[Exercise objective]
Copy every line of the records below word for word, without changing anything.

[Data shown]
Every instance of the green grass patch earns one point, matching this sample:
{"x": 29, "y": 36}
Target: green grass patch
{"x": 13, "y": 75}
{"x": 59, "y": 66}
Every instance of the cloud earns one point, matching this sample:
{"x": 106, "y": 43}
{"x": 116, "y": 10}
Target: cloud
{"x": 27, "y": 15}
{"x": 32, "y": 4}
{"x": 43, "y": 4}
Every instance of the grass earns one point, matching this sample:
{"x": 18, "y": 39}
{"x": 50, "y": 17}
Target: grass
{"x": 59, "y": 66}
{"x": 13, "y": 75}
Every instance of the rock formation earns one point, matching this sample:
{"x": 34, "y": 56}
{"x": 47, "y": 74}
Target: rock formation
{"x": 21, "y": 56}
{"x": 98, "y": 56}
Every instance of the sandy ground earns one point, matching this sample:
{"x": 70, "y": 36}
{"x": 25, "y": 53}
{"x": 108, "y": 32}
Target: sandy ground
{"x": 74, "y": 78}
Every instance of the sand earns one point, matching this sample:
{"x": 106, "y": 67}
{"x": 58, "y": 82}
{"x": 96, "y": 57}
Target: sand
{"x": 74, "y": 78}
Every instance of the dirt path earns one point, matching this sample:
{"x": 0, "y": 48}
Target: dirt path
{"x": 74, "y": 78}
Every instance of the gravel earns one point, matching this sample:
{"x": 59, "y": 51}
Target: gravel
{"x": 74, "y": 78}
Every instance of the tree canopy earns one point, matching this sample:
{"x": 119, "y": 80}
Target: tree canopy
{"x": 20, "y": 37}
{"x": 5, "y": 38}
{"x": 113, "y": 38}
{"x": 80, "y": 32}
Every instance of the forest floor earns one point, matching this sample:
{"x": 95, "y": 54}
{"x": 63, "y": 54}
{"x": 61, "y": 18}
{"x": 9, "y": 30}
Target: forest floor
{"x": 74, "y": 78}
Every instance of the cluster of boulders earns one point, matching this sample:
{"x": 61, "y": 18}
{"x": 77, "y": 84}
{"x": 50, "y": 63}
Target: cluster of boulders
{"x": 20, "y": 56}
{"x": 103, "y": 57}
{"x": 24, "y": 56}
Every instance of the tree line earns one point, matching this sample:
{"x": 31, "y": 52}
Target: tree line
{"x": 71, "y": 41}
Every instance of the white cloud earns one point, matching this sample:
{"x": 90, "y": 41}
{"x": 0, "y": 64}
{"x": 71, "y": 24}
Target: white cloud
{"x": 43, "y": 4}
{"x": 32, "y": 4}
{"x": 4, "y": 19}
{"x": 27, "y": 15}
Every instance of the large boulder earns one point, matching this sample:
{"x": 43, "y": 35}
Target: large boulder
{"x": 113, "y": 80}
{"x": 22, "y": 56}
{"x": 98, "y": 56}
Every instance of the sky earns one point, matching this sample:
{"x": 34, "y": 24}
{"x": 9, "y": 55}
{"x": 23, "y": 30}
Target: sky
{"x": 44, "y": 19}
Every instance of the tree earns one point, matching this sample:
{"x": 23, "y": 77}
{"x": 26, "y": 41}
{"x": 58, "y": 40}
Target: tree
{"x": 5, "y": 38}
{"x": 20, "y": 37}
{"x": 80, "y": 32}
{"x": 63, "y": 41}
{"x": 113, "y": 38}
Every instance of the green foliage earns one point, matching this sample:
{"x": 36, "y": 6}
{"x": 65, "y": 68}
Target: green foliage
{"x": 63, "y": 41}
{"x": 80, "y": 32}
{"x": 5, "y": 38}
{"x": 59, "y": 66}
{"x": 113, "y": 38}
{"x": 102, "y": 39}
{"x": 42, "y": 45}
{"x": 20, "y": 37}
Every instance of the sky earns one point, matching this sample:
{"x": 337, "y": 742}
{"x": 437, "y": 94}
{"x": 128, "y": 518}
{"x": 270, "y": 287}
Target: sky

[Output for this exercise]
Every instance of the green grass patch earns one point, matching this sample:
{"x": 29, "y": 36}
Target: green grass patch
{"x": 13, "y": 75}
{"x": 59, "y": 66}
Every instance of the cloud earns one point, matching this sample:
{"x": 106, "y": 43}
{"x": 116, "y": 10}
Target: cloud
{"x": 27, "y": 15}
{"x": 32, "y": 4}
{"x": 43, "y": 4}
Every instance of the grass earns one point, matching this sample:
{"x": 18, "y": 39}
{"x": 50, "y": 17}
Target: grass
{"x": 59, "y": 66}
{"x": 13, "y": 75}
Every instance of the rock formation earns one point, matching this sample:
{"x": 34, "y": 56}
{"x": 47, "y": 74}
Target: rock formation
{"x": 21, "y": 56}
{"x": 98, "y": 56}
Every instance of the sandy ground earns one point, matching this sample:
{"x": 70, "y": 36}
{"x": 25, "y": 53}
{"x": 108, "y": 32}
Target: sandy ground
{"x": 74, "y": 78}
Every instance of the sand earns one point, matching this sample:
{"x": 106, "y": 67}
{"x": 58, "y": 82}
{"x": 96, "y": 57}
Target: sand
{"x": 74, "y": 78}
Every instance of the dirt path earns one point, matching this sample:
{"x": 0, "y": 48}
Target: dirt path
{"x": 74, "y": 78}
Every instance of the gravel earns one point, matching this sample:
{"x": 59, "y": 51}
Target: gravel
{"x": 74, "y": 78}
Every instance of the tree canopy earns one point, matching this sample:
{"x": 119, "y": 80}
Target: tree canopy
{"x": 20, "y": 37}
{"x": 5, "y": 38}
{"x": 113, "y": 38}
{"x": 80, "y": 32}
Every instance of the forest floor earns one point, matching this sample:
{"x": 95, "y": 54}
{"x": 63, "y": 54}
{"x": 61, "y": 18}
{"x": 9, "y": 30}
Target: forest floor
{"x": 74, "y": 78}
Every instance of the cluster of boulders earns one point, matching this sample:
{"x": 61, "y": 18}
{"x": 77, "y": 84}
{"x": 50, "y": 63}
Target: cluster of boulders
{"x": 20, "y": 56}
{"x": 103, "y": 57}
{"x": 24, "y": 56}
Every instance of the tree line earns one point, matching this sample:
{"x": 31, "y": 52}
Target: tree line
{"x": 71, "y": 41}
Every instance of the white cloud earns one point, matching this sample:
{"x": 90, "y": 41}
{"x": 0, "y": 64}
{"x": 71, "y": 24}
Target: white cloud
{"x": 43, "y": 4}
{"x": 32, "y": 4}
{"x": 4, "y": 19}
{"x": 27, "y": 15}
Every instance of the large boulder earns one point, matching this sample:
{"x": 43, "y": 35}
Target: large boulder
{"x": 113, "y": 80}
{"x": 22, "y": 56}
{"x": 98, "y": 56}
Every instance of the sky earns one point, matching this sample:
{"x": 34, "y": 24}
{"x": 9, "y": 55}
{"x": 23, "y": 30}
Target: sky
{"x": 44, "y": 19}
Every instance of the tree earns one point, matching this sample:
{"x": 23, "y": 77}
{"x": 26, "y": 41}
{"x": 58, "y": 40}
Target: tree
{"x": 5, "y": 38}
{"x": 20, "y": 37}
{"x": 80, "y": 32}
{"x": 63, "y": 41}
{"x": 113, "y": 38}
Every instance of the green foliage earns one point, matching this sample:
{"x": 36, "y": 6}
{"x": 65, "y": 68}
Target: green foliage
{"x": 63, "y": 41}
{"x": 80, "y": 32}
{"x": 5, "y": 38}
{"x": 59, "y": 66}
{"x": 113, "y": 38}
{"x": 102, "y": 39}
{"x": 42, "y": 45}
{"x": 20, "y": 37}
Every instance of the sky earns one point, matching this sample:
{"x": 337, "y": 742}
{"x": 437, "y": 94}
{"x": 128, "y": 518}
{"x": 270, "y": 287}
Target: sky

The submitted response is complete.